_AIM OF THE TASK_
List each line in the listing below that contains the string "sedge", reproducing every such line verbatim.
## begin SUPPLIED MATERIAL
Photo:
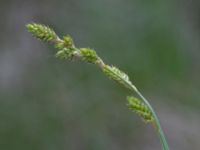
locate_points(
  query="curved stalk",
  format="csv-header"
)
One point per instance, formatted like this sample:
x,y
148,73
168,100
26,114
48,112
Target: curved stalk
x,y
67,50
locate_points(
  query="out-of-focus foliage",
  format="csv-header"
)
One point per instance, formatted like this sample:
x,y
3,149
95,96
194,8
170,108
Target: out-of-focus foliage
x,y
49,104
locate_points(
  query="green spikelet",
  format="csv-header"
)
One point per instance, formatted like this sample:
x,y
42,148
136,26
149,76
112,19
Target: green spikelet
x,y
89,55
41,32
140,108
117,75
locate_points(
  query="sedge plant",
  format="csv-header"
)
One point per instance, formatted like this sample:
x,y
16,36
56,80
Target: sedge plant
x,y
68,51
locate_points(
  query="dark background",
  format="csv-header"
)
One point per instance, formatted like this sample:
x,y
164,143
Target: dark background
x,y
47,104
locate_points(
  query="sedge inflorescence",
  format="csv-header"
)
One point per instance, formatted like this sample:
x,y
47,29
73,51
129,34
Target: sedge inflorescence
x,y
67,50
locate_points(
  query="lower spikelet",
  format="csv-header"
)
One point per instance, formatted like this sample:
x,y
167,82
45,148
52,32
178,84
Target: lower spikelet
x,y
117,75
140,108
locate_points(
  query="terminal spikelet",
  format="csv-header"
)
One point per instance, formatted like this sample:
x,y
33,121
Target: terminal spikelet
x,y
41,32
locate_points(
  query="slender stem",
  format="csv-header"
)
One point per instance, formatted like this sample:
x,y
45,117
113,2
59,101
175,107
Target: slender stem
x,y
159,128
157,122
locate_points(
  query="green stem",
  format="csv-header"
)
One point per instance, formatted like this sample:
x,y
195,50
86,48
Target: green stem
x,y
159,128
157,122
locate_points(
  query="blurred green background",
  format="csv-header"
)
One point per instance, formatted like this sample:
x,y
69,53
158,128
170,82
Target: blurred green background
## end SUPPLIED MATERIAL
_EXERCISE ANSWER_
  query="sedge plant",
Target: sedge plant
  query="sedge inflorescence",
Target: sedge inflorescence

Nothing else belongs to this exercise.